◆ TASK REQUIREMENTS: Please retype every record exactly as it appears, omitting the pictures.

(Stored data entries)
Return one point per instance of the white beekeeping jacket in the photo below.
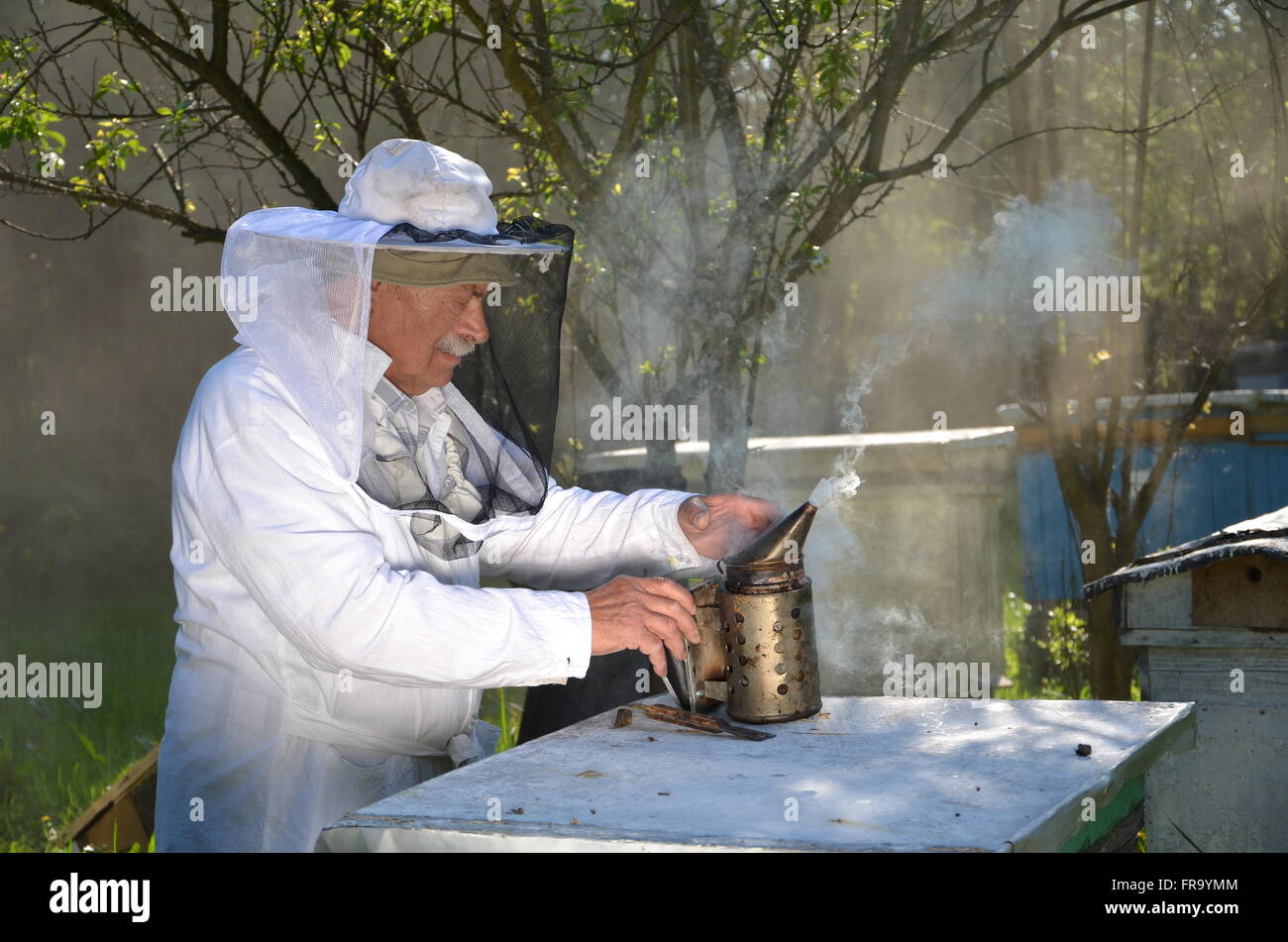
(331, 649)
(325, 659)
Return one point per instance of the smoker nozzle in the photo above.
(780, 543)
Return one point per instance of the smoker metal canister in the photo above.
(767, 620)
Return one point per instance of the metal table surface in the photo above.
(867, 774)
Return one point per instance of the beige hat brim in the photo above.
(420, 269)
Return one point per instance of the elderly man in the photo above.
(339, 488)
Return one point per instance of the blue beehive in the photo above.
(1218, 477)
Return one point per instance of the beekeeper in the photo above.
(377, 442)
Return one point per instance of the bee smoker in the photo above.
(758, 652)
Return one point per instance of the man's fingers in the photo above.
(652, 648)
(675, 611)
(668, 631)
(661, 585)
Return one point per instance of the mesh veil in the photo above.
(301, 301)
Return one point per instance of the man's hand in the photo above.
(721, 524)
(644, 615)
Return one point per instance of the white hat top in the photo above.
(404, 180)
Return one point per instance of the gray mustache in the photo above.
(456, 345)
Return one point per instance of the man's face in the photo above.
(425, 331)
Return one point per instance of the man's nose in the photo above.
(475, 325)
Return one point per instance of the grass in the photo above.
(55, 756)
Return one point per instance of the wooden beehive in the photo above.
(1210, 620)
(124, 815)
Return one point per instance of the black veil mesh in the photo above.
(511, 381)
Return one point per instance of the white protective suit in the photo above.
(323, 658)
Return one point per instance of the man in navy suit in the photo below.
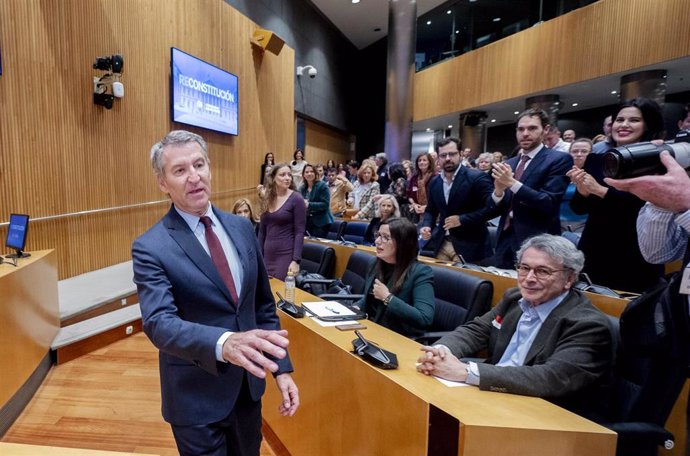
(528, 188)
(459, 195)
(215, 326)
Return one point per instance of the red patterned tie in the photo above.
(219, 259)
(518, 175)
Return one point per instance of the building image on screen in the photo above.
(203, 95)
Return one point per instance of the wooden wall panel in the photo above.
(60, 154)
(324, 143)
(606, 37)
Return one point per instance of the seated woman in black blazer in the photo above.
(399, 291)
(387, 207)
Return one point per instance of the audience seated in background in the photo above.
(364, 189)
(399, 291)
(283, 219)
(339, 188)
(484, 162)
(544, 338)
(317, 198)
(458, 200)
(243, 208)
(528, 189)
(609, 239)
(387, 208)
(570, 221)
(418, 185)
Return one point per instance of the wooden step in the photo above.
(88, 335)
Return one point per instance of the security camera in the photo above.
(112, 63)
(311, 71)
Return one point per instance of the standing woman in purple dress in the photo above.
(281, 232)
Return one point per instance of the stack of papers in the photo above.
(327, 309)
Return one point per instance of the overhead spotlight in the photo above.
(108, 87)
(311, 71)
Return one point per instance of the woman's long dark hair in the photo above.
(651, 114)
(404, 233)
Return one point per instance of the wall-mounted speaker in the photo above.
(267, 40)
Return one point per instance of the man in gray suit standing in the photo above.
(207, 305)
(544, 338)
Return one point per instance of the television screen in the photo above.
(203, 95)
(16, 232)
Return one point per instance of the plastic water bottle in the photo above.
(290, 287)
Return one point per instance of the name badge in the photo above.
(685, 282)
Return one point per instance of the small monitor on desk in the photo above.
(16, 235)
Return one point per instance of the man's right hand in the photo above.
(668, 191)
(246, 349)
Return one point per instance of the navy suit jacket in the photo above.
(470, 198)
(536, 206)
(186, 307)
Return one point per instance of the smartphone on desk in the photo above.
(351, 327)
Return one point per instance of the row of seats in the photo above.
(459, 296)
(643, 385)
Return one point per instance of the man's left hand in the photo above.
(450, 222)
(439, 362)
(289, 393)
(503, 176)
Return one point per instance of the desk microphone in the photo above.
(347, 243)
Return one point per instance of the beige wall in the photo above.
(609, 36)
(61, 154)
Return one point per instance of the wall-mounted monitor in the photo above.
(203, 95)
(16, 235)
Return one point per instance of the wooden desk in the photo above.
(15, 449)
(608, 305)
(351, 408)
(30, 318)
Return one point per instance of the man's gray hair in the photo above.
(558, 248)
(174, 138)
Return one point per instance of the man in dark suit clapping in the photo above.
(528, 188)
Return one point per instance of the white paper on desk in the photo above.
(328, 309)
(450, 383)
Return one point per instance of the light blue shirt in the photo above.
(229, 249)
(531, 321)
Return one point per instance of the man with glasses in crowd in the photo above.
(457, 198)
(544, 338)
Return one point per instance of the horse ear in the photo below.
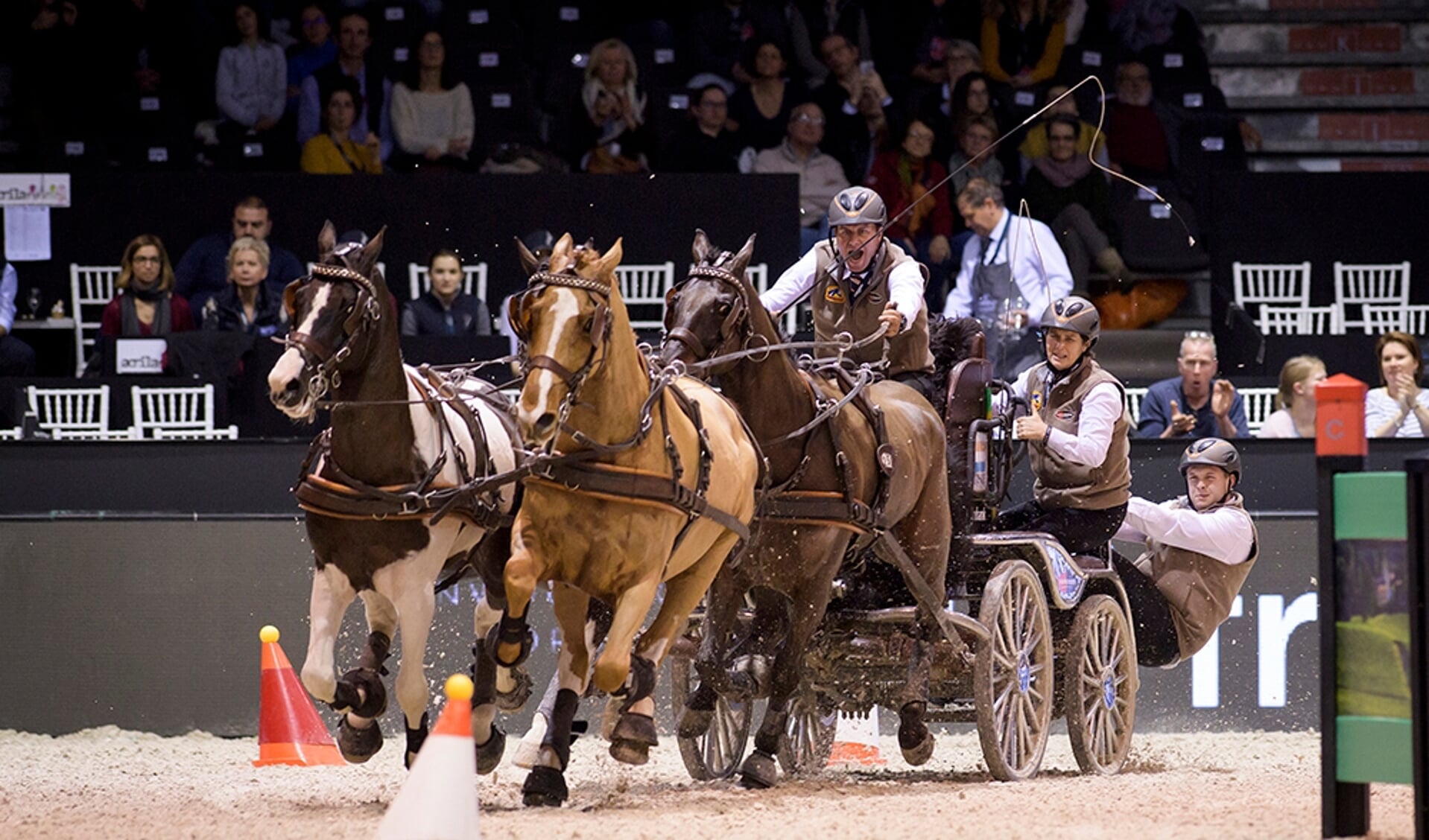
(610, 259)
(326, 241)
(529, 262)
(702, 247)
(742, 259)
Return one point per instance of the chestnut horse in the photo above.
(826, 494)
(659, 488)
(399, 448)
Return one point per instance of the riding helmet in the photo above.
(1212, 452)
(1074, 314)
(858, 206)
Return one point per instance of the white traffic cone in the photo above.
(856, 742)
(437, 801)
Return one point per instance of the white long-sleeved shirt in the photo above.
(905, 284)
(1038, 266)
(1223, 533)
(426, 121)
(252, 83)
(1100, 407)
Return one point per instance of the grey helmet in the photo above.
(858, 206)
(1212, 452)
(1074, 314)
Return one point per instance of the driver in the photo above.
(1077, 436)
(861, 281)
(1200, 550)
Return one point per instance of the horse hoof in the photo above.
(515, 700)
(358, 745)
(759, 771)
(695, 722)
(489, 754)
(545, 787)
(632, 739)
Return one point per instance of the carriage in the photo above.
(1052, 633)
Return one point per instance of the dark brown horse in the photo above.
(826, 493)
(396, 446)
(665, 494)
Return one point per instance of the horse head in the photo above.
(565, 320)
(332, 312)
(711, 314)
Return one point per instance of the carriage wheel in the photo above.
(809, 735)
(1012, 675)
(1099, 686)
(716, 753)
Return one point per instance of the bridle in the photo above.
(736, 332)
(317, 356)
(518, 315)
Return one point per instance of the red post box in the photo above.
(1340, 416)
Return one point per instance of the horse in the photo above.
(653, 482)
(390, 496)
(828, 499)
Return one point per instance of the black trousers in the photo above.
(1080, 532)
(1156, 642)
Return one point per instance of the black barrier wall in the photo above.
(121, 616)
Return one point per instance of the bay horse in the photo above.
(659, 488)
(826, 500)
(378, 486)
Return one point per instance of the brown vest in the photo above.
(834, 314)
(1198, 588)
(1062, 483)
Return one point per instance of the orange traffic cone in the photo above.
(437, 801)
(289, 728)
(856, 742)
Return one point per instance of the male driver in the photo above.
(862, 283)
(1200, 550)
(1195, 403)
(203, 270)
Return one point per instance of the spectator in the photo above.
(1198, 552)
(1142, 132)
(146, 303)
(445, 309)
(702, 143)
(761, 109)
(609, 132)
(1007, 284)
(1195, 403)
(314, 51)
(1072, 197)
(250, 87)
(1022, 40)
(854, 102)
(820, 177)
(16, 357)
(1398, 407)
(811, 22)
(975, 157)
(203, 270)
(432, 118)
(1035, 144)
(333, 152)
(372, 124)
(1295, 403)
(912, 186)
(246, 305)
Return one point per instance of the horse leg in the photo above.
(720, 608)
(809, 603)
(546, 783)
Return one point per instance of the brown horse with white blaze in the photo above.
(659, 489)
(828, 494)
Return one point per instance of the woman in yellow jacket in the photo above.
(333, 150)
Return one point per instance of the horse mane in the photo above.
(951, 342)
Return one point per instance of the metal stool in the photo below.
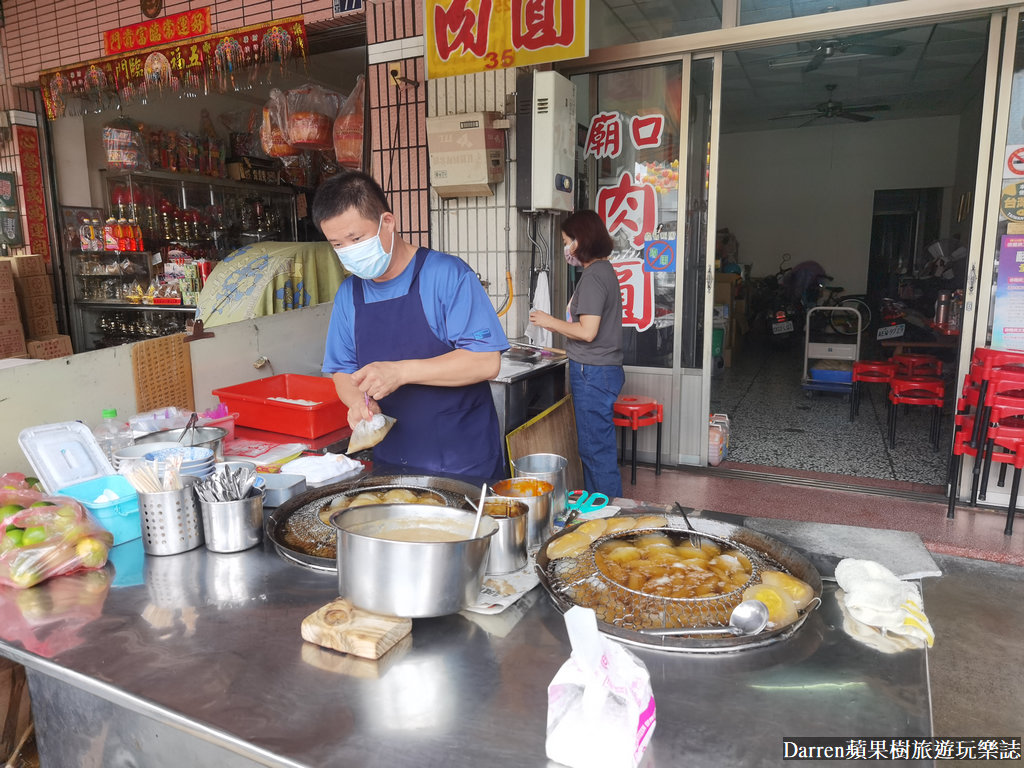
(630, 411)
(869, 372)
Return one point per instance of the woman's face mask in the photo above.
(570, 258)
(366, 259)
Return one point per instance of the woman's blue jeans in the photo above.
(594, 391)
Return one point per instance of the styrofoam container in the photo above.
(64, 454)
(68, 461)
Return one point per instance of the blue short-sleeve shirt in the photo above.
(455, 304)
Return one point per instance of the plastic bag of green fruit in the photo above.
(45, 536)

◆ RESPONSE TO THE EXERCISE:
Return one point per instance of the white beekeeping jacket in the photo below.
(331, 649)
(325, 659)
Return one point per instance of the smoker nozzle in the photo above.
(780, 543)
Return one point per instance of the smoker metal canister in the photo above.
(767, 620)
Return one point per instance of the metal table surface in the photo above.
(867, 774)
Return one point per instance of the beige hat brim in the photo above.
(420, 269)
Return one point per instance of the elderly man in the photo above.
(339, 488)
Return one point per instance of the blue beehive in the photo above.
(1218, 477)
Return one point per instance of the beekeeper in the photo above.
(377, 442)
Return one point per instance of the bee smoker in the photo above.
(758, 652)
Return one point per instance of the man's fingers in the photo above.
(652, 648)
(675, 611)
(668, 631)
(661, 585)
Return one point per instance of the mesh veil in the photo above.
(301, 301)
Return one point per instance of the man's hand in the photo above.
(721, 524)
(644, 615)
Return one point per instance of the white hat top in the photo above.
(404, 180)
Return one point per instance of the gray mustache in the photo above.
(456, 345)
Return one point per instance of the man's face in the photo above.
(425, 331)
Return one point per instance of the man's nose in the photo above.
(475, 325)
Return one point per instance of the grass in the photo above.
(55, 756)
Return one point per instance of the wooden beehive in the photo above.
(1210, 620)
(124, 815)
Return one point per instance of the black veil mesh in the photo above.
(511, 381)
Return one point per instance of the white protective suit in the photo above.
(323, 658)
Return one point per instance of the man in navy suit in the photo below.
(528, 188)
(459, 195)
(215, 326)
Return one point per instance of the red patterned tie in the photo above.
(219, 259)
(518, 175)
Return one point per instance of the building image on screen in the photo above.
(203, 95)
Return one point per instance of the wooden wall panel in the photo above.
(60, 154)
(324, 143)
(606, 37)
Return one point per instance of the seated woman in black blazer in the photo above.
(399, 291)
(387, 207)
Return one point per instance of the audience seated in background in the photo above.
(364, 189)
(399, 291)
(283, 219)
(339, 188)
(484, 162)
(544, 338)
(317, 198)
(458, 200)
(243, 208)
(528, 189)
(609, 239)
(387, 208)
(570, 221)
(418, 185)
Return one point per instance of the wooden step in the photo above.
(88, 335)
Return one point per instance of the security camera in the photo above.
(112, 63)
(311, 71)
Return one point per instance of the standing woman in purple dress in the photo above.
(281, 232)
Return one point per instance of the stack of papers in the photo above.
(327, 309)
Return one point per instance of the overhead spotlight in the photo above.
(108, 87)
(311, 71)
Return one point per instance of the woman's long dark hair in the photo above.
(651, 114)
(404, 233)
Return one point per instance of the wall-mounted speaker in the photo above.
(267, 40)
Return one point per instance of the man in gray suit standing in the photo above.
(207, 305)
(544, 338)
Return one point per instance of the television screen in the photo above.
(203, 95)
(16, 232)
Return one point per instance of the plastic water bottle in the photo above.
(290, 287)
Return one point per instance of the name badge in the photo above.
(685, 282)
Return one point per instance of the small monitor on desk in the photo above.
(16, 235)
Return one point per instance of the man's right hand in the photo above.
(668, 191)
(246, 349)
Return one point per instance of the navy suit jacket in the photo above.
(470, 198)
(536, 206)
(186, 307)
Return one point per instance of the smartphone on desk in the photo above.
(351, 327)
Return one point per instance of the row of seats in the photo above.
(459, 296)
(643, 385)
Return one point per instance of the man's left hand in the photo above.
(450, 222)
(439, 362)
(289, 393)
(503, 176)
Return one point per instance of the desk microphone in the photo above.
(347, 243)
Return one point per instance of the beige wall in the photo above.
(609, 36)
(61, 154)
Return one point per instance of the wall-mounted monitor in the photo above.
(203, 95)
(16, 235)
Return one point per instance of the wooden desk in the photo above.
(15, 449)
(608, 305)
(351, 408)
(30, 318)
Return one point per instance of the man's gray hair in the photo above.
(558, 248)
(174, 138)
Return one point per instance of the man in dark suit clapping in the photo above.
(528, 188)
Return one point per instance of the white paper on desk in the photo above.
(328, 309)
(450, 383)
Return one point per instance of the light blue shirt in the photo above.
(229, 249)
(531, 321)
Return one point per instance of the man with glasses in crowd in the photo above.
(457, 198)
(544, 338)
Return one point per instance of the horse ear in the photo below.
(610, 259)
(326, 241)
(529, 262)
(702, 247)
(742, 259)
Return one point per instance of the chestnut horse in the photo above.
(826, 494)
(659, 488)
(399, 448)
Return one point per instance of the riding helmet in the photo above.
(1212, 452)
(1074, 314)
(858, 206)
Return one point per instance of the white traffic cone in the photo above.
(856, 742)
(437, 801)
Return one point per instance of the white long-sleeved shirt in the photo above.
(905, 284)
(1038, 266)
(1223, 533)
(426, 121)
(252, 83)
(1100, 407)
Return one point per instance of the grey helmet in the photo above.
(858, 206)
(1212, 452)
(1074, 314)
Return one point per instance of the driver in the photo above.
(1077, 436)
(861, 281)
(1200, 550)
Return one point per instance of the horse hoof in the photo above.
(515, 700)
(358, 745)
(759, 771)
(695, 722)
(489, 754)
(545, 787)
(632, 739)
Return one point per instance of the carriage in the photo above.
(1052, 633)
Return one point per instance of the dark brown horse in the photo above.
(826, 493)
(396, 446)
(665, 494)
Return one point per instance of the horse head in the photo above.
(565, 320)
(332, 312)
(711, 314)
Return one point per instance of the carriage wheel in the photo above.
(809, 735)
(1012, 675)
(1099, 686)
(716, 753)
Return one point per instance of the bridle in the photo above.
(736, 332)
(317, 356)
(518, 315)
Return one point per instance of the red post box in the photo above.
(1340, 416)
Return one point per instance of the horse in the photo above.
(653, 482)
(390, 496)
(828, 499)
Return one point per instance of the black trousers in the photo above.
(1080, 532)
(1156, 642)
Return one point per instance of the black barrier wall in the photo above.
(121, 616)
Return one point per instance of the bay horse in the photo above.
(659, 488)
(826, 500)
(378, 486)
Return one point per instance of the brown vest in the photo above.
(834, 314)
(1198, 588)
(1062, 483)
Return one point per instance of the orange traffic cone in the photo above.
(437, 801)
(289, 728)
(856, 742)
Return one point per instance of the male driver in the photo above.
(862, 283)
(1200, 550)
(1195, 403)
(203, 270)
Return one point per instance of the spectator in the photo above.
(1198, 552)
(1142, 132)
(146, 303)
(445, 309)
(702, 143)
(761, 109)
(609, 132)
(1007, 284)
(1195, 403)
(314, 51)
(1072, 197)
(250, 87)
(1022, 40)
(854, 102)
(820, 177)
(16, 357)
(1398, 407)
(811, 22)
(975, 157)
(203, 270)
(432, 118)
(1035, 144)
(333, 152)
(372, 124)
(1295, 403)
(912, 186)
(246, 305)
Return one point per instance of the horse leg in the photo above.
(720, 608)
(809, 603)
(546, 783)
Return one point per instance of the brown horse with white blaze in the photo above.
(659, 489)
(828, 494)
Return one point per instance of the woman in yellow jacket in the photo above.
(333, 150)
Return one point per instance of the horse mane in the photo above.
(951, 342)
Return one point per instance of the metal stool in the photo below.
(630, 411)
(869, 372)
Return one point per instance of the woman's face mask in the photo above.
(570, 258)
(366, 259)
Return one point per instance of the woman's blue jeans in the photo above.
(594, 391)
Return one point per instance of the styrofoam container in the photo above.
(64, 454)
(68, 461)
Return one point per instance of the blue short-sleeve shirt in the photo above.
(455, 304)
Return one point per instance of the plastic bag of green fruit in the photo above.
(45, 536)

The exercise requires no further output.